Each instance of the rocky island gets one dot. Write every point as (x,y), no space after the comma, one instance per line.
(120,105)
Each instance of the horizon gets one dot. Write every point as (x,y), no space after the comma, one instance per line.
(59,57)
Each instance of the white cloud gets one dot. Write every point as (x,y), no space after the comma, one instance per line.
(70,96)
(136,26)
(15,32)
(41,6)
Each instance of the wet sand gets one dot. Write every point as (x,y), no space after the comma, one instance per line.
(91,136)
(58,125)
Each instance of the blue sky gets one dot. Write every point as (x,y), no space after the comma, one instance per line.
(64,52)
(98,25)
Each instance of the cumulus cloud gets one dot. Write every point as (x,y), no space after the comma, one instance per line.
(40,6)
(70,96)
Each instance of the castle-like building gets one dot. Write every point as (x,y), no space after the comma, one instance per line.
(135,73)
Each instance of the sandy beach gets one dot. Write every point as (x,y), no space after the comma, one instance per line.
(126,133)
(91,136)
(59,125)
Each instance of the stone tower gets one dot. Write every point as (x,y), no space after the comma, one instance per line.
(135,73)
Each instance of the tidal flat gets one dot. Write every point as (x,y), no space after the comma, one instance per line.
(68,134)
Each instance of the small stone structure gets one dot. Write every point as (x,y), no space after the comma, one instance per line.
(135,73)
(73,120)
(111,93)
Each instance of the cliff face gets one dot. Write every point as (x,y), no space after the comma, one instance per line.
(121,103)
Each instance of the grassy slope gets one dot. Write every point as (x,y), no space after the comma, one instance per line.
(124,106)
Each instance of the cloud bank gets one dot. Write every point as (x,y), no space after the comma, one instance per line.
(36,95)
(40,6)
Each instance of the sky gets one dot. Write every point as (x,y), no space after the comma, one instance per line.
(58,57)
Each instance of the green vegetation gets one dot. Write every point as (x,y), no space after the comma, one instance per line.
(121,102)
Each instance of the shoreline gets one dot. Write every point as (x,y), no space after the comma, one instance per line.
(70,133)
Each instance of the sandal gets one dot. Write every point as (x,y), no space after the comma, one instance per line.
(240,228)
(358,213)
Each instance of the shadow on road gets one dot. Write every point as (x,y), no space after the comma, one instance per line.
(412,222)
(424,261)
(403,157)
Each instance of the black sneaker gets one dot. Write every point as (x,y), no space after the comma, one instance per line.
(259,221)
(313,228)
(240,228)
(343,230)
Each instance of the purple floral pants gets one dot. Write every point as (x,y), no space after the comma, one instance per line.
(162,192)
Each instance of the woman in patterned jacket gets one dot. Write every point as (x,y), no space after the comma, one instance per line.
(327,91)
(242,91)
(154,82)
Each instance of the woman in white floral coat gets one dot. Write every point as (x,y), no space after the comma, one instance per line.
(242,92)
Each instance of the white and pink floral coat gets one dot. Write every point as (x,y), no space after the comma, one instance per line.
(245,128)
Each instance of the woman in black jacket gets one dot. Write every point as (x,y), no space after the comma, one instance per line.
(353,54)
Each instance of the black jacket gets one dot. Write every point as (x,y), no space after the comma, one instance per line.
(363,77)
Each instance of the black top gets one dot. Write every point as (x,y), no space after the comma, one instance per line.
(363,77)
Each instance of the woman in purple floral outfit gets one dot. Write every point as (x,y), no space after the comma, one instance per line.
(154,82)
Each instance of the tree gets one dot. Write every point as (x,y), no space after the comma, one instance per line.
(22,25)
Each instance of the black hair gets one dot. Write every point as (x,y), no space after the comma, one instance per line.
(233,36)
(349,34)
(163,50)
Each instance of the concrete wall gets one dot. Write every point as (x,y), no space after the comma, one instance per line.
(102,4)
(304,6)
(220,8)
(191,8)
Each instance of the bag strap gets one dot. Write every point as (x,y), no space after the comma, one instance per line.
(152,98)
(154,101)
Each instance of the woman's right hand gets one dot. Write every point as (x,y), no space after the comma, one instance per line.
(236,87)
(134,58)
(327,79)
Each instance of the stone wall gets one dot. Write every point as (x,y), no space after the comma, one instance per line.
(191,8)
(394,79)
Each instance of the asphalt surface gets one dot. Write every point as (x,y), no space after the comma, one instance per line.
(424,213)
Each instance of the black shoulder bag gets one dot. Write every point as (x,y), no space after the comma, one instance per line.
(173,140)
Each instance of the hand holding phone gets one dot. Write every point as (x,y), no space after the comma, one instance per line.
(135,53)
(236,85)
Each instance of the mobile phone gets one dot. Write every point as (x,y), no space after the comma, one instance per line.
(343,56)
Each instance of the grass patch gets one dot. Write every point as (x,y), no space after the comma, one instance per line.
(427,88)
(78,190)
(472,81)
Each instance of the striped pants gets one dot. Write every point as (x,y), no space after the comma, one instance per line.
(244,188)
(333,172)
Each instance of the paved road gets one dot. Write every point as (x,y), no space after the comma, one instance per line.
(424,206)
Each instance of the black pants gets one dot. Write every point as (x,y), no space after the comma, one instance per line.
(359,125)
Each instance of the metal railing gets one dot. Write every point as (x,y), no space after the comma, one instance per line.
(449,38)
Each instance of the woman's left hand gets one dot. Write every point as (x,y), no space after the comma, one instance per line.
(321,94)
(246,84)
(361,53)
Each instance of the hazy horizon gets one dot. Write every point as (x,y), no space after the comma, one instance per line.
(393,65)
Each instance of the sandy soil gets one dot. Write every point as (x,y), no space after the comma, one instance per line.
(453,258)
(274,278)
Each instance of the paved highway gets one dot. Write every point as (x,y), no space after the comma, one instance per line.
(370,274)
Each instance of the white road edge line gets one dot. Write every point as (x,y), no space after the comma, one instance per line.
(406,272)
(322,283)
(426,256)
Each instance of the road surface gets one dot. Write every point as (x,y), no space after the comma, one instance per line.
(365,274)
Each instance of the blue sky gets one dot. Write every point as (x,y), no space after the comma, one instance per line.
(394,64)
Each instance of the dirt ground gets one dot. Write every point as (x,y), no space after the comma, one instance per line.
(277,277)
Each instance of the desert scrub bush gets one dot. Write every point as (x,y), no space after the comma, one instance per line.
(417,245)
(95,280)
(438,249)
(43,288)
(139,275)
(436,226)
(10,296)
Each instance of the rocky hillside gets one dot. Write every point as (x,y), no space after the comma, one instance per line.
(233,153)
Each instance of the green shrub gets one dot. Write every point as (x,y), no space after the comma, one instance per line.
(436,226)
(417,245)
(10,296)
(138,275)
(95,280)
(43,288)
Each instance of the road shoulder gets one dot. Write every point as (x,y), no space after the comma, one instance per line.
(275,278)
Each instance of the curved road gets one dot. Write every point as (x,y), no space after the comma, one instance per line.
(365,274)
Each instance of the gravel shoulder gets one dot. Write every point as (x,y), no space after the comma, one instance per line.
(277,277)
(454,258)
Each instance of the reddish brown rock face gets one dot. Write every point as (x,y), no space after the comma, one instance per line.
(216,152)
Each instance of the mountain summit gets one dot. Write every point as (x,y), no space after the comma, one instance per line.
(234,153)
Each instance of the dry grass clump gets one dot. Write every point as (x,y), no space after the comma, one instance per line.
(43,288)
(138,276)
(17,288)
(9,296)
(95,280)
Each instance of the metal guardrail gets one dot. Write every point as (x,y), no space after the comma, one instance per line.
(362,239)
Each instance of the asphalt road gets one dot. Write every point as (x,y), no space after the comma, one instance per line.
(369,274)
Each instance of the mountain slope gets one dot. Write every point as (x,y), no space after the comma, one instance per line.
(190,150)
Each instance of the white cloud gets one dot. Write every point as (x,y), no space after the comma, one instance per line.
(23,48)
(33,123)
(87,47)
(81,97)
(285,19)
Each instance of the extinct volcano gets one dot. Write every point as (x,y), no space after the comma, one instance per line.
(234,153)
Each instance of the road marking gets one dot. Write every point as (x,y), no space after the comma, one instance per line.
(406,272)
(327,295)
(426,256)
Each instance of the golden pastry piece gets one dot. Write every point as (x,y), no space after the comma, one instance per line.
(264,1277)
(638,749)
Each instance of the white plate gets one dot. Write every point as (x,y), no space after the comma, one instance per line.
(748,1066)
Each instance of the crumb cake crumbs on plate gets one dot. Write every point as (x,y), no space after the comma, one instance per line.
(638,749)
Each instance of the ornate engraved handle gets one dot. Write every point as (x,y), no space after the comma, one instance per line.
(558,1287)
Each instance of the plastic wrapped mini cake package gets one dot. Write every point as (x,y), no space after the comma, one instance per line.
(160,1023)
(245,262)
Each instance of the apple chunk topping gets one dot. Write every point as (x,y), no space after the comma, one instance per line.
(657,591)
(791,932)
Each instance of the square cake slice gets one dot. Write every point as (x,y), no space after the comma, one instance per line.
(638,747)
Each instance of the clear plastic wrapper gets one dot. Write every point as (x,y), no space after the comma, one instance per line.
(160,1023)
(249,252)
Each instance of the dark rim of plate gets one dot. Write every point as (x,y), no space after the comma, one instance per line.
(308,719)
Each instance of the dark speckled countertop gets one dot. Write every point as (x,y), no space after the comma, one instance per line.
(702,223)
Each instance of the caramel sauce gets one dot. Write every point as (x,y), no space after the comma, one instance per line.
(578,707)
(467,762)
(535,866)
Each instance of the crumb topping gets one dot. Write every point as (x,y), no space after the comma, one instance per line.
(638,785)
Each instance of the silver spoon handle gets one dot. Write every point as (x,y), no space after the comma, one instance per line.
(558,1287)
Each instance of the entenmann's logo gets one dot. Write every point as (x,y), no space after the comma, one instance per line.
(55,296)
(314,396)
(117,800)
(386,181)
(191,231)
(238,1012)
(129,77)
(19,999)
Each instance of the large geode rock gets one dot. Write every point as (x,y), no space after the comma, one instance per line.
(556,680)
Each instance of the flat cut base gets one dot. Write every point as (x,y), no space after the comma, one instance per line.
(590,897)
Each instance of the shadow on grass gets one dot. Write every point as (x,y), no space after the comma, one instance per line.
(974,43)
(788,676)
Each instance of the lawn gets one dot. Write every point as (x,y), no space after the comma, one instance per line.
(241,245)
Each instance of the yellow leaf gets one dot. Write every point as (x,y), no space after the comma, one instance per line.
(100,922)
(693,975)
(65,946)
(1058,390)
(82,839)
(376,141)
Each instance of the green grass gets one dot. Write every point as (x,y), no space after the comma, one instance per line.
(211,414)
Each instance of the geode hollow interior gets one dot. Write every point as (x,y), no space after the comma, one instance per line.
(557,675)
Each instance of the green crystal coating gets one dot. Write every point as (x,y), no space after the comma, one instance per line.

================================

From the line with "Each instance of the dark rim" to the last line of the material, give every line again exactly, and only those lines.

» OUTPUT FOR THIS EXERCISE:
Each instance of the dark rim of plate gets one dot. Write every point as (x,y), no space after the comma, one instance per line.
(308,719)
Each instance of the dark speckled countertop gets one dot. Write every point as (x,y), no space after the comma, one instance per line.
(702,223)
Each instance of the caramel sauce gets one dot. Write every point as (x,y), no space after the comma, one instance per line.
(578,707)
(467,762)
(535,866)
Each instance of the crumb topping gets one dot. Write every point as (x,y), no space after the comma, one instance per line.
(638,785)
Each instance of the silver spoon handle gets one dot. Write every point as (x,y), no space after the comma, one instance per line.
(558,1287)
Each instance of the entenmann's logo gets one dot. Write every point as (x,y), no space after the comma, one instance per line.
(55,296)
(314,396)
(117,800)
(386,181)
(191,231)
(238,1012)
(129,77)
(19,999)
Each instance of the large geode rock gets one dot. Write every point as (x,y), no space after the comma, one instance per line.
(556,680)
Each instance of the flat cut base gets one dot. Write every point as (x,y), no space after the comma, one instance per line.
(590,897)
Each instance of the shadow on grass gets one dot. Write every point as (x,y), no space after the comma, one instance per line.
(974,43)
(788,676)
Each instance of the lawn gets one dot. Write every point as (x,y), no space after the comma, one instance per line.
(241,245)
Each instance of the yellow leaf gets one dot. Write every point as (x,y), no space after the comma, one instance per line.
(100,922)
(693,975)
(65,946)
(1058,390)
(82,839)
(376,141)
Each instance of the green grass gets one dot. Write every point as (x,y), no space after the comma, one instance per line.
(211,414)
Each instance of the geode hollow interior gets one dot. Write every point as (x,y), no space after the comma, one instance per line.
(557,675)
Each instance of the green crystal coating gets one dot. Write every point as (x,y), no space after the comma, one instance per line.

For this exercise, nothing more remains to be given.